Excerpts of bounding box data:
··········

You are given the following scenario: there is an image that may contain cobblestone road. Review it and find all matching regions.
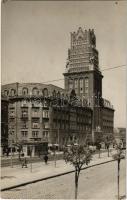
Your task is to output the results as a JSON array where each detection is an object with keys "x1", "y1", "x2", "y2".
[{"x1": 1, "y1": 160, "x2": 125, "y2": 200}]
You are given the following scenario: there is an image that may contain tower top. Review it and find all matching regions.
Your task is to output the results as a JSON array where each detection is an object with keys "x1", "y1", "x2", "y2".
[{"x1": 66, "y1": 27, "x2": 99, "y2": 73}]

··········

▶ **Goal of the exercise**:
Print out every entry above without changing a word, and leave out the pictures.

▶ **Complete answer**:
You are given the following scenario: there is an image that may contain cobblestone road. Review it and find all matching regions.
Your task is to output the results as a JSON array where each detection is an object with keys "x1", "y1", "x2", "y2".
[{"x1": 1, "y1": 160, "x2": 125, "y2": 200}]
You are given the following scenario: there is an image that may contain tower top. Review it and find all matching regions.
Your task is to output the results as a JSON array where each detection is an object with keys "x1", "y1", "x2", "y2".
[{"x1": 66, "y1": 27, "x2": 99, "y2": 73}]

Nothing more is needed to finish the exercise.